> [GIVEN PASSAGE]
──────────

Songs like “Kizunami,” the start with it’s lively colorful synths, consistently build momentum all to perfectly collide with its immense instrumentation and ravishing chorus. This momentum is carried from beginning to end, with a successful, calculated attention to production.

One person behind the curtains of this success is Yasutaka Nakata, Pamyu’s leading producer. By being with her through every release and coming off of his own release this year with Digital Native, Nakata never falters in ensuring Pamyu is displayed to listeners at her best.

Together, both Nakata and Pamyu are a force to be reckoned with, by brilliantly mixing cultural blends of synth pop and electro-pop through an orchestra of synths. The duo effectively create a pop sound that is both complex and inviting.

This is clearly shown on the joyful “Otono Kuni,” where its roaring synths explode across the track in an elegant form. It also occurs on the rich ballad “Todoke Punch,” where Pamyu’s delicately charming vocals are the main event.

──────────

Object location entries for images
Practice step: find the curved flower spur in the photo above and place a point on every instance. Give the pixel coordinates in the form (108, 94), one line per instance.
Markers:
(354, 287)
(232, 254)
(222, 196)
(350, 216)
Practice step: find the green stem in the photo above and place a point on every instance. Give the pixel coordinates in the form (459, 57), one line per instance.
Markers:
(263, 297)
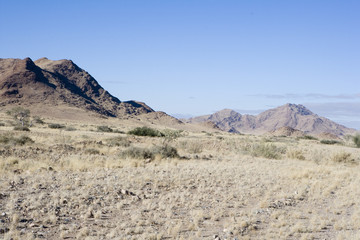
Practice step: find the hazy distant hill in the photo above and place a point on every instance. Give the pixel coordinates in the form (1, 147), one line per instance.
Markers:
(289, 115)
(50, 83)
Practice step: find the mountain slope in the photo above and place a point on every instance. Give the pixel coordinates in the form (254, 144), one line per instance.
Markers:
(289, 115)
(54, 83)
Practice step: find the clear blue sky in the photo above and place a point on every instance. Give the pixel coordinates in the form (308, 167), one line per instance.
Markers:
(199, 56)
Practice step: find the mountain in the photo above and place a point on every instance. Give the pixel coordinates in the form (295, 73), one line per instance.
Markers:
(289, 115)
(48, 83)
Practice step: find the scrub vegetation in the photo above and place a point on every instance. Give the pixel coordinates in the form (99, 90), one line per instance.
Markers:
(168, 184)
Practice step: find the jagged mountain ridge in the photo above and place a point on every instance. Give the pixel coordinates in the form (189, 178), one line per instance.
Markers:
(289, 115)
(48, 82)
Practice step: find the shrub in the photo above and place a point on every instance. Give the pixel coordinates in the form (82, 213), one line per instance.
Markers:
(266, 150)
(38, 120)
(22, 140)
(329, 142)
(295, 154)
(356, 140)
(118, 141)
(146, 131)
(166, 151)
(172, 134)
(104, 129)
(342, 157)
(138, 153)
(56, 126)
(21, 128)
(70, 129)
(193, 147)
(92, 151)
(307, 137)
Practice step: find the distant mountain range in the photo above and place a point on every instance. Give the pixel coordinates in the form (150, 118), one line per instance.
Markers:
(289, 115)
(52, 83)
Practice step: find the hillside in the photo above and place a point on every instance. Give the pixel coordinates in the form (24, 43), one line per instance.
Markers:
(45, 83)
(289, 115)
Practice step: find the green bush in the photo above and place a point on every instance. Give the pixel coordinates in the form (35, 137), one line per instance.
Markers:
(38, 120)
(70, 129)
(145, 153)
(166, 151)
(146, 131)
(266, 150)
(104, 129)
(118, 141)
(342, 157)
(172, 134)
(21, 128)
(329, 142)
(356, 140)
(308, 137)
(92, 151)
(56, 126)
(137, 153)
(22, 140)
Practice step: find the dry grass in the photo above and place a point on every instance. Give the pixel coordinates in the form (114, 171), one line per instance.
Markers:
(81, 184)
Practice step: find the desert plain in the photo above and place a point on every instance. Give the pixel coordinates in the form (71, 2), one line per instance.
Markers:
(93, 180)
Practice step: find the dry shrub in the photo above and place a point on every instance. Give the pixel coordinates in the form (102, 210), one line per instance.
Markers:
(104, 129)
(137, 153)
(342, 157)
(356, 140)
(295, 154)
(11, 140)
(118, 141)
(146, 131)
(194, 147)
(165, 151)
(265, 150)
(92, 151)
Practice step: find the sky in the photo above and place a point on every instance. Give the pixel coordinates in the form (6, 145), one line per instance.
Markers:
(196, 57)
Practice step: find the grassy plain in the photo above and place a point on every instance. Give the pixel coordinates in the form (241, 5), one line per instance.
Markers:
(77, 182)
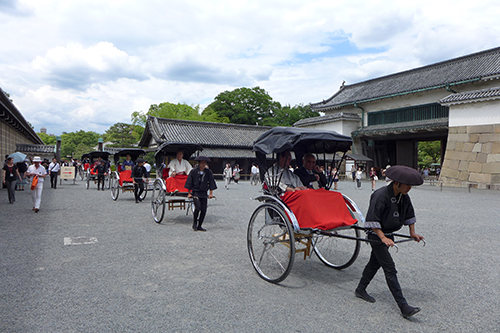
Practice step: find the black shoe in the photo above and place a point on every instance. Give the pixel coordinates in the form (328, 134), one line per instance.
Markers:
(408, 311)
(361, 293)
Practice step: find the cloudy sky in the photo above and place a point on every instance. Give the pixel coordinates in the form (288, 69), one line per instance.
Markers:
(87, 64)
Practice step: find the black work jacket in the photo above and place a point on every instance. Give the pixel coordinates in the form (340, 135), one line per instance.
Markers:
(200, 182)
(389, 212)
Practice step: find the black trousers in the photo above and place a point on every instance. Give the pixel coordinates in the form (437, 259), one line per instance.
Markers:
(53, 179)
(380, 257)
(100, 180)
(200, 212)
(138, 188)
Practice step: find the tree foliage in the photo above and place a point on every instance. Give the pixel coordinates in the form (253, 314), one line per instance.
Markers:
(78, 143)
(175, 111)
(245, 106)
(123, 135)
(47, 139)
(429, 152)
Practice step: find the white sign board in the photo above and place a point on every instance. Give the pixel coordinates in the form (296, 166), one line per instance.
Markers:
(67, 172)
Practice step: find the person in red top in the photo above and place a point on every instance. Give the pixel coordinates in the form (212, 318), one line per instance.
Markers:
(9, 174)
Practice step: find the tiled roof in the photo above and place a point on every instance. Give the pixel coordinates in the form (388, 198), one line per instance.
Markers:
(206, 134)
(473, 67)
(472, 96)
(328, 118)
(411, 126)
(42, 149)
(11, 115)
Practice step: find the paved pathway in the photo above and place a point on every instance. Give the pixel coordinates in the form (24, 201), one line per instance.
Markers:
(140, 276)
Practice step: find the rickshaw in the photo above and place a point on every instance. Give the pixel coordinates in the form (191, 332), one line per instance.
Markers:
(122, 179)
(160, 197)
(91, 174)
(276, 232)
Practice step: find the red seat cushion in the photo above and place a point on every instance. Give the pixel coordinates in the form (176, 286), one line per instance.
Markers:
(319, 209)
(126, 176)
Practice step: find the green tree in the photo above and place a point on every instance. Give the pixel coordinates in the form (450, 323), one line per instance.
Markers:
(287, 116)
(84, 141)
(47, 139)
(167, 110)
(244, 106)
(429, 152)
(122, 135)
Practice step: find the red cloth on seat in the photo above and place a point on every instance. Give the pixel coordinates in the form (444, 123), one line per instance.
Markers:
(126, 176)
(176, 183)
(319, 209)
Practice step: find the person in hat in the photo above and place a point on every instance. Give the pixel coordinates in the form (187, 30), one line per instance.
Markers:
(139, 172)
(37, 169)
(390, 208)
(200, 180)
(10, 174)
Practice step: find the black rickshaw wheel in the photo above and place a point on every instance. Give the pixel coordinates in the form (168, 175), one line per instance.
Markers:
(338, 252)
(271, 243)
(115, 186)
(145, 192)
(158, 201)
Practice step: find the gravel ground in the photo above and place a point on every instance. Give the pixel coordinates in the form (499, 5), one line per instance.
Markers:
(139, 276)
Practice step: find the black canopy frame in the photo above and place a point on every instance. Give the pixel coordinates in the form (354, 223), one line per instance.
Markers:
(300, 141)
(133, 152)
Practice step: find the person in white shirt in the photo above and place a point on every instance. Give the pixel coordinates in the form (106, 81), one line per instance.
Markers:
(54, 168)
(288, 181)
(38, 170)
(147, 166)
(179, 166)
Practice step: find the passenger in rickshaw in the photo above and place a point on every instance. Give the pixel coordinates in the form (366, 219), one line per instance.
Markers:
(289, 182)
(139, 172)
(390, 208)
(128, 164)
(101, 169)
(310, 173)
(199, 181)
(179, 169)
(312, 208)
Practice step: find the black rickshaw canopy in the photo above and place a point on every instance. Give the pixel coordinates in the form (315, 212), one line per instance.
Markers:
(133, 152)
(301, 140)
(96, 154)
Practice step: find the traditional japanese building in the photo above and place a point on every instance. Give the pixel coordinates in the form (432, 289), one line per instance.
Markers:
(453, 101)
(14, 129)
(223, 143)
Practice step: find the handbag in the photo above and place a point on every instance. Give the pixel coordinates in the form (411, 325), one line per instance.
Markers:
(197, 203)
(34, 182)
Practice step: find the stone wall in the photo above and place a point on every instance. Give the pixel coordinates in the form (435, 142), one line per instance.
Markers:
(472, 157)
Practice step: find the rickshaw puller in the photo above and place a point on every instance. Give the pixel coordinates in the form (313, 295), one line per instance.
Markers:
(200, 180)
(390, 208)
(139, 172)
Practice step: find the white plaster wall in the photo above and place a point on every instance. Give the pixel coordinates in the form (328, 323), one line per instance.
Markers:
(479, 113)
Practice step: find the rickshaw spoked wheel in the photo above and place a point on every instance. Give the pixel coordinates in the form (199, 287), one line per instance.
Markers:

──────────

> [GIVEN PROBLEM] Print the portion of the album review that starts at the words "Together, both Nakata" and ends after the words "the main event.".

> [PROBLEM SOLUTION]
Together, both Nakata and Pamyu are a force to be reckoned with, by brilliantly mixing cultural blends of synth pop and electro-pop through an orchestra of synths. The duo effectively create a pop sound that is both complex and inviting.

This is clearly shown on the joyful “Otono Kuni,” where its roaring synths explode across the track in an elegant form. It also occurs on the rich ballad “Todoke Punch,” where Pamyu’s delicately charming vocals are the main event.